» **What is expected**
Every line below that holds the word "sand" counts once; please tally them and give only the total.

--- Input data Enclosed Below ---

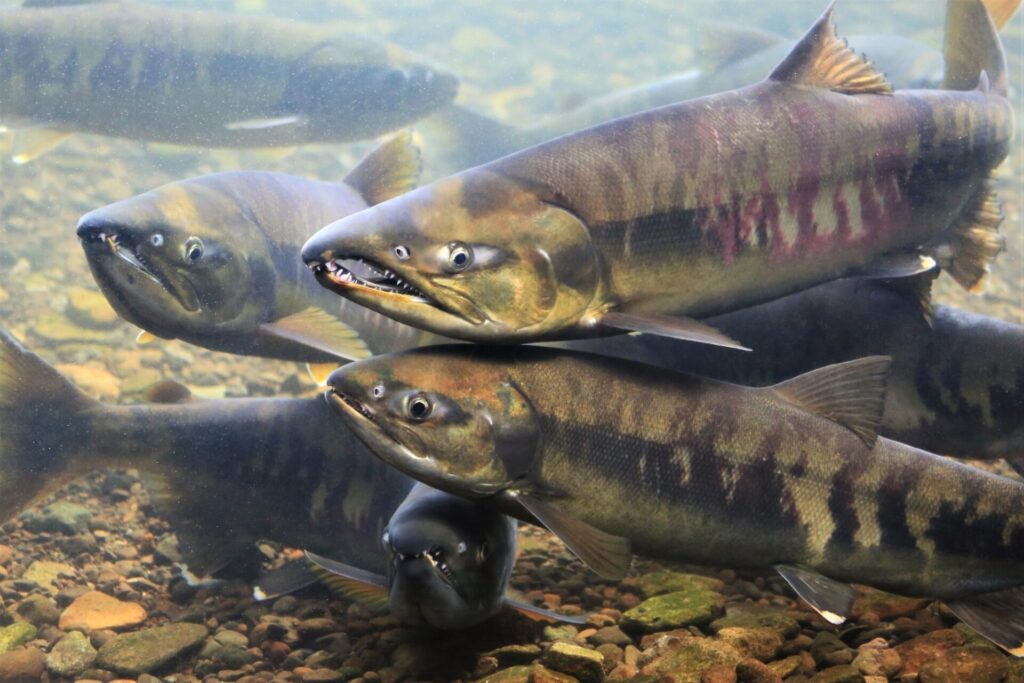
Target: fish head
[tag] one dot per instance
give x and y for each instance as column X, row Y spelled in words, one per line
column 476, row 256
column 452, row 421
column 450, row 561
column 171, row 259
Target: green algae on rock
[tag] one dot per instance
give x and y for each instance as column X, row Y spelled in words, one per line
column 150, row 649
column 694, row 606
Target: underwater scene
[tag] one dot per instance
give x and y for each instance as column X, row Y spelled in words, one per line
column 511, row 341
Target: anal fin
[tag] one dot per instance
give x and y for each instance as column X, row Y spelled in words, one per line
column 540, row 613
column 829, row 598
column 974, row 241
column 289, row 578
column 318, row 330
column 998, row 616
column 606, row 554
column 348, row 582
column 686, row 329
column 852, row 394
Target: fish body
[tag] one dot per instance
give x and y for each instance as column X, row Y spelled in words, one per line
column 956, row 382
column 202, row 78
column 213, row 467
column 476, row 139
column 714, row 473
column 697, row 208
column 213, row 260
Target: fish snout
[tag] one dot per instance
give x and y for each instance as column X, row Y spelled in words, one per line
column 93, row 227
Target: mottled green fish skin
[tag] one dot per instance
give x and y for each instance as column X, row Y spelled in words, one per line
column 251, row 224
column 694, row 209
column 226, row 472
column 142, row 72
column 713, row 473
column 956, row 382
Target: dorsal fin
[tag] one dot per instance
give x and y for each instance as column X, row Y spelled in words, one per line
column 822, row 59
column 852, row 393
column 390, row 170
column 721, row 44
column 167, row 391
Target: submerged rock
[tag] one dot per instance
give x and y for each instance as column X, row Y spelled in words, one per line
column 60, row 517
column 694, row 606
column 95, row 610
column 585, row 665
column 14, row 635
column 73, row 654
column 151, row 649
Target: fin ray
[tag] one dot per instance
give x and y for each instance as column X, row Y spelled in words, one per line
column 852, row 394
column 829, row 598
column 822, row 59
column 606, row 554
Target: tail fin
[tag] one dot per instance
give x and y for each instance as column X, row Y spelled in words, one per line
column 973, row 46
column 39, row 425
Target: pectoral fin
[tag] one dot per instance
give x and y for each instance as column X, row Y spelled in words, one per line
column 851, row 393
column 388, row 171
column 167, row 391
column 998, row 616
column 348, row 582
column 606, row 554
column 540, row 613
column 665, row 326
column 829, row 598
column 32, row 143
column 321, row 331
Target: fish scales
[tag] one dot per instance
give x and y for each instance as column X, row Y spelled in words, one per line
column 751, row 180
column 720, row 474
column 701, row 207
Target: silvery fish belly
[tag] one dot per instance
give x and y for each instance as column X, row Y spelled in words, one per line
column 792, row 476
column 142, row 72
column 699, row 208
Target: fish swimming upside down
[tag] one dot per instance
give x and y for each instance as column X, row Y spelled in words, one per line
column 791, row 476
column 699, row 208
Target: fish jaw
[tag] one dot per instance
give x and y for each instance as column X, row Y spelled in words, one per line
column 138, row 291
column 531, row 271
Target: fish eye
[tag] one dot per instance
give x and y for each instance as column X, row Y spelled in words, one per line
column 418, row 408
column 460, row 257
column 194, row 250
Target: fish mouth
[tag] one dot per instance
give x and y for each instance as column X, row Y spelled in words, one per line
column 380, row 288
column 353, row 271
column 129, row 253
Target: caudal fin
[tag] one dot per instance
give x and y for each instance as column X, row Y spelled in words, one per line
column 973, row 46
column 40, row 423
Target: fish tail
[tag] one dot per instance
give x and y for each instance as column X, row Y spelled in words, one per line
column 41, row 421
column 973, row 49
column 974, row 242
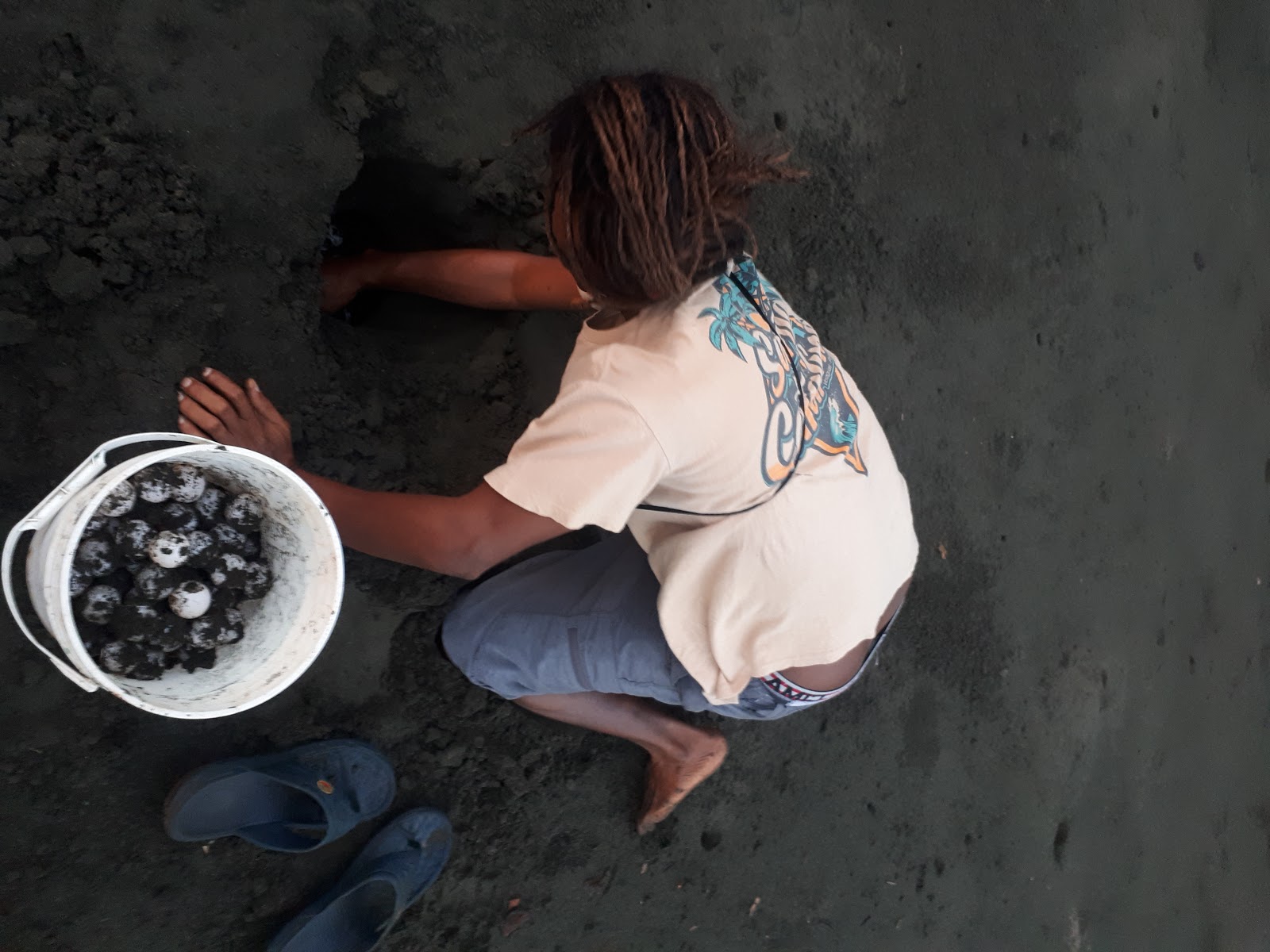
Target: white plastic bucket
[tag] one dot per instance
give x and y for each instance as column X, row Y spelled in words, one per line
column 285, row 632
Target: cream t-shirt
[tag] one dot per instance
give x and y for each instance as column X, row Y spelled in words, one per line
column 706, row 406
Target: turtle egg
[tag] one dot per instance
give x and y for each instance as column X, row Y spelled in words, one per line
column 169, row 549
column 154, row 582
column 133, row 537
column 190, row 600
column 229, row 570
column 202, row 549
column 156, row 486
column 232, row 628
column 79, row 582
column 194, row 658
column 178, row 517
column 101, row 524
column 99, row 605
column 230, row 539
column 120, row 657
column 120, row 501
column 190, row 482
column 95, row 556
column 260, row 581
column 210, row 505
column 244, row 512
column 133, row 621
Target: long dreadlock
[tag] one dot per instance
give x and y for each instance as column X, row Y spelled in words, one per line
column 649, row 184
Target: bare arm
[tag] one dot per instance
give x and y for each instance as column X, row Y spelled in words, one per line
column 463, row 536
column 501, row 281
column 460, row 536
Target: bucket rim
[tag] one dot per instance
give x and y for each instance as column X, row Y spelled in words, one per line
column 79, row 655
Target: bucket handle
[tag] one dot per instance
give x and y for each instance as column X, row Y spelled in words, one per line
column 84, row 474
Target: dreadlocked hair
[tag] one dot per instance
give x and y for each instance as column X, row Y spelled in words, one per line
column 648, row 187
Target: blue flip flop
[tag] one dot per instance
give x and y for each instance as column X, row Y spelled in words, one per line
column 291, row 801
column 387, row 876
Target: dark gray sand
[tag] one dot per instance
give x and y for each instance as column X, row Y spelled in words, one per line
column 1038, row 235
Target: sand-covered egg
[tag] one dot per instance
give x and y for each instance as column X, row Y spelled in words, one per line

--- End of Enclosed Input data ---

» **Response box**
2